AIM OF THE TASK: From the entries below, gather each line containing the word "instance".

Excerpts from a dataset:
[Start of section]

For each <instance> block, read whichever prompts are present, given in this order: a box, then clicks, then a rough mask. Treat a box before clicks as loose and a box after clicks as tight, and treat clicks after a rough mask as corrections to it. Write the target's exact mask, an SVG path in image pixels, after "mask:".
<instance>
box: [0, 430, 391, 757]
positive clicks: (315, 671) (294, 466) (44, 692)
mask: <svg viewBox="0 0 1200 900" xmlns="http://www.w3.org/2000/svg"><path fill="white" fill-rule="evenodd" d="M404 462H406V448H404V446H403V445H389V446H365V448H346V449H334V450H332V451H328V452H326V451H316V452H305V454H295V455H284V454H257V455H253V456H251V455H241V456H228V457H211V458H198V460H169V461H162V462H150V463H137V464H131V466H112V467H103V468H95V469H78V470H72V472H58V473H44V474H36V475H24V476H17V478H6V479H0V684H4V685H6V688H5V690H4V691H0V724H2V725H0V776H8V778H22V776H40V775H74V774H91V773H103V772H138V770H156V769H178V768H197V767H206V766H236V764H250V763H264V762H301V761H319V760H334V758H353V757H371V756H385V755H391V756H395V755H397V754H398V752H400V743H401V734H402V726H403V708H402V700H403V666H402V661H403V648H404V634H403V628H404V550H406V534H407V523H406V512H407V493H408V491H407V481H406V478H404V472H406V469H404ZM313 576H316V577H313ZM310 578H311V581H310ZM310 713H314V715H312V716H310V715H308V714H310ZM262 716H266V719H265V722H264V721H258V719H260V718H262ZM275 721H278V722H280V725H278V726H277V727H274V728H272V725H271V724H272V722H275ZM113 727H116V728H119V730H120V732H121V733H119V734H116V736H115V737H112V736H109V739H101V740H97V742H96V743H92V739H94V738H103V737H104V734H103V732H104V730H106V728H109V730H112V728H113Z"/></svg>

[End of section]

SOLVED PROBLEM:
For each <instance> block, read whichever prompts are present, given in this order: a box, then clicks, then a rough mask. Treat a box before clicks as loose and a box after clicks as tight, and treat clicks after a rough mask as corrections to it. Write the target's exact mask, an SVG path in image pixels, after "mask:".
<instance>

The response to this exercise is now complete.